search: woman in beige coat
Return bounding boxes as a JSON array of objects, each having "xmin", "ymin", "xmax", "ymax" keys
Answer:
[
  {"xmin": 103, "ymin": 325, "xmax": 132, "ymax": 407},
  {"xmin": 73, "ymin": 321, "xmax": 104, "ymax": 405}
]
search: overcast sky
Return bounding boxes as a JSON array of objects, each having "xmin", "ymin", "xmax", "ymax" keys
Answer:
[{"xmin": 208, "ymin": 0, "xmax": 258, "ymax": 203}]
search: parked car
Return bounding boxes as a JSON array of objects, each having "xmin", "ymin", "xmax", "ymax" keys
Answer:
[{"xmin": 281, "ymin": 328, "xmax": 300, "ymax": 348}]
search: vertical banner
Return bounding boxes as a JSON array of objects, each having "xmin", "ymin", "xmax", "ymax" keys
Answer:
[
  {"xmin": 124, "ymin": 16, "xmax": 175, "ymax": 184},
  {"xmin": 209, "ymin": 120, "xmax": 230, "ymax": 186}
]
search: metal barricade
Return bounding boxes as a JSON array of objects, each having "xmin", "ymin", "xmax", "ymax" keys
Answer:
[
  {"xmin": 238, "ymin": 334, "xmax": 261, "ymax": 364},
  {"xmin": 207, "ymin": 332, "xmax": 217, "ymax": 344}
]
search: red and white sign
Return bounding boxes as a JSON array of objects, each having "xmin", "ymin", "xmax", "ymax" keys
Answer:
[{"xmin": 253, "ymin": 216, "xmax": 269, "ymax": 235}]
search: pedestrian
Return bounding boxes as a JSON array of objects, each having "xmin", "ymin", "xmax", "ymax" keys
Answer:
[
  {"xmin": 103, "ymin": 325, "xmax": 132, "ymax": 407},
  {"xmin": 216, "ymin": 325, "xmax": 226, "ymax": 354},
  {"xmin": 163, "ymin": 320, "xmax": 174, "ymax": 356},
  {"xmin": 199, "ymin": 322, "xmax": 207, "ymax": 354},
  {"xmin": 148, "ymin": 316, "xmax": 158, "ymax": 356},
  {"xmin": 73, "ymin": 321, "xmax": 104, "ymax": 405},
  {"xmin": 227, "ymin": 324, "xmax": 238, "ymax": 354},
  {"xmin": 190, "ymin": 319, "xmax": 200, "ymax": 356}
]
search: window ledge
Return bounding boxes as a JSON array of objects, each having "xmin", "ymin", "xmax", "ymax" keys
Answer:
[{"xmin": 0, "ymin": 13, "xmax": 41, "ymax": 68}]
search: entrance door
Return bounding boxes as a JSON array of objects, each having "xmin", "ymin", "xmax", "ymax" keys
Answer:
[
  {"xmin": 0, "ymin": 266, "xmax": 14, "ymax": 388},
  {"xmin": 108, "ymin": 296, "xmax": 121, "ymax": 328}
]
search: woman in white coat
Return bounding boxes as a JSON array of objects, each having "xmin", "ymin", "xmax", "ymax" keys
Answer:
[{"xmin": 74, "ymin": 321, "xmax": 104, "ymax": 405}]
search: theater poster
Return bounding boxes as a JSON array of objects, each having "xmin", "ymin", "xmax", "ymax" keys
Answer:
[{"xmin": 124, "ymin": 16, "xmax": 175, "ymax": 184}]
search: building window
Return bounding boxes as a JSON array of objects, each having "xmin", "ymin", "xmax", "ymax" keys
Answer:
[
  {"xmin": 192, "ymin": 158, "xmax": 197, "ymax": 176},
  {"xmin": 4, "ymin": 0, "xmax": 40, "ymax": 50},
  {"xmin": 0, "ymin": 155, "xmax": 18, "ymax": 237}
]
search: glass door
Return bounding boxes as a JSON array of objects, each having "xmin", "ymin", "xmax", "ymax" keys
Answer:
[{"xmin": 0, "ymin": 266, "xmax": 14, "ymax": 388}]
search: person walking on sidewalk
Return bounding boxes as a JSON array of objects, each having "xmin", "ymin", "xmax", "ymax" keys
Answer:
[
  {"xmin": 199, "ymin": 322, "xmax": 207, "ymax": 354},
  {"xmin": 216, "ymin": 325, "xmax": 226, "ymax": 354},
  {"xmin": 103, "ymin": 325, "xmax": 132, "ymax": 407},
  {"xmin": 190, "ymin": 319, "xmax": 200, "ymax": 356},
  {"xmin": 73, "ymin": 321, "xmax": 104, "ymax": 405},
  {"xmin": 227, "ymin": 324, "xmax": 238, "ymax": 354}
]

TO BE DONE :: Lay out every line of the records above as a JSON list of strings, one string per line, with blank lines left out.

RESULT FOR THIS TASK ::
[
  "search: woman in beige coat",
  "Return bounding boxes as a JSON array of objects, each having \"xmin\", \"ymin\", \"xmax\", \"ymax\" keys",
  "Answer:",
  "[",
  "  {\"xmin\": 103, \"ymin\": 325, \"xmax\": 132, \"ymax\": 407},",
  "  {\"xmin\": 73, \"ymin\": 321, \"xmax\": 104, \"ymax\": 405}",
  "]",
  "search: overcast sky",
  "Return bounding boxes as a JSON array of objects, each having \"xmin\", \"ymin\", \"xmax\", \"ymax\" keys",
  "Answer:",
  "[{\"xmin\": 208, \"ymin\": 0, \"xmax\": 258, \"ymax\": 203}]",
  "search: parked car",
  "Return bounding boxes as a JSON array of objects, each having \"xmin\", \"ymin\", \"xmax\", \"ymax\" keys",
  "Answer:",
  "[{\"xmin\": 281, \"ymin\": 328, \"xmax\": 300, \"ymax\": 348}]",
  "search: vertical banner",
  "Return bounding boxes as a JSON array of objects, each having \"xmin\", \"ymin\", \"xmax\", \"ymax\" keys",
  "Answer:",
  "[",
  "  {\"xmin\": 124, \"ymin\": 16, \"xmax\": 175, \"ymax\": 184},",
  "  {\"xmin\": 209, \"ymin\": 120, \"xmax\": 230, \"ymax\": 186}",
  "]",
  "search: metal barricade",
  "Return bounding boxes as a JSON array of objects, each having \"xmin\", \"ymin\", \"xmax\", \"ymax\" keys",
  "Answer:",
  "[",
  "  {\"xmin\": 238, \"ymin\": 334, \"xmax\": 261, \"ymax\": 364},",
  "  {\"xmin\": 207, \"ymin\": 332, \"xmax\": 217, \"ymax\": 344}",
  "]",
  "search: red and white sign",
  "Return bounding boxes as a JSON array of objects, each having \"xmin\", \"ymin\", \"xmax\", \"ymax\" keys",
  "Answer:",
  "[{\"xmin\": 253, \"ymin\": 216, \"xmax\": 269, \"ymax\": 235}]",
  "search: pedestrian",
  "Return bounding boxes as a JSON array of objects, each having \"xmin\", \"ymin\", \"xmax\", \"ymax\" keys",
  "Answer:",
  "[",
  "  {\"xmin\": 103, \"ymin\": 325, \"xmax\": 132, \"ymax\": 407},",
  "  {\"xmin\": 216, \"ymin\": 325, \"xmax\": 226, \"ymax\": 354},",
  "  {\"xmin\": 163, \"ymin\": 320, \"xmax\": 174, \"ymax\": 356},",
  "  {\"xmin\": 199, \"ymin\": 322, \"xmax\": 207, \"ymax\": 354},",
  "  {\"xmin\": 148, \"ymin\": 316, \"xmax\": 158, \"ymax\": 356},",
  "  {\"xmin\": 73, \"ymin\": 321, \"xmax\": 104, \"ymax\": 405},",
  "  {\"xmin\": 227, \"ymin\": 324, \"xmax\": 238, \"ymax\": 354},",
  "  {\"xmin\": 190, \"ymin\": 319, \"xmax\": 200, \"ymax\": 356}",
  "]",
  "search: window ledge",
  "Return bounding boxes as a JSON array of objects, each having \"xmin\", \"ymin\", \"xmax\", \"ymax\" keys",
  "Answer:",
  "[{\"xmin\": 0, \"ymin\": 13, \"xmax\": 41, \"ymax\": 68}]",
  "search: entrance door",
  "Return bounding boxes as a JSON array of objects, each having \"xmin\", \"ymin\", \"xmax\", \"ymax\" keys",
  "Answer:",
  "[",
  "  {\"xmin\": 0, \"ymin\": 266, \"xmax\": 14, \"ymax\": 388},",
  "  {\"xmin\": 108, \"ymin\": 296, \"xmax\": 121, \"ymax\": 328}",
  "]",
  "search: woman in white coat",
  "Return bounding boxes as a JSON array of objects, each having \"xmin\", \"ymin\", \"xmax\", \"ymax\" keys",
  "Answer:",
  "[{\"xmin\": 74, \"ymin\": 321, \"xmax\": 104, \"ymax\": 405}]",
  "search: theater poster",
  "Return bounding boxes as a JSON array of objects, each having \"xmin\", \"ymin\", \"xmax\", \"ymax\" keys",
  "Answer:",
  "[{\"xmin\": 124, \"ymin\": 16, \"xmax\": 175, \"ymax\": 184}]",
  "search: building window",
  "Return bounding boxes as a JSON array of objects, each having \"xmin\", \"ymin\", \"xmax\", \"ymax\" keys",
  "Answer:",
  "[",
  "  {\"xmin\": 192, \"ymin\": 158, \"xmax\": 197, \"ymax\": 176},",
  "  {\"xmin\": 4, \"ymin\": 0, \"xmax\": 40, \"ymax\": 50},",
  "  {\"xmin\": 0, \"ymin\": 155, \"xmax\": 18, \"ymax\": 237}",
  "]",
  "search: glass door",
  "Return bounding boxes as a JSON array of objects, each having \"xmin\", \"ymin\", \"xmax\", \"ymax\" keys",
  "Answer:",
  "[{\"xmin\": 0, \"ymin\": 266, \"xmax\": 14, \"ymax\": 388}]",
  "search: person walking on sidewalk",
  "Return bounding boxes as a JSON array of objects, each having \"xmin\", \"ymin\", \"xmax\", \"ymax\" keys",
  "Answer:",
  "[",
  "  {\"xmin\": 199, \"ymin\": 322, \"xmax\": 207, \"ymax\": 354},",
  "  {\"xmin\": 216, \"ymin\": 325, \"xmax\": 226, \"ymax\": 354},",
  "  {\"xmin\": 103, \"ymin\": 325, \"xmax\": 132, \"ymax\": 407},",
  "  {\"xmin\": 190, \"ymin\": 319, \"xmax\": 200, \"ymax\": 356},",
  "  {\"xmin\": 73, \"ymin\": 321, \"xmax\": 104, \"ymax\": 405},",
  "  {\"xmin\": 227, \"ymin\": 324, \"xmax\": 238, \"ymax\": 354}",
  "]"
]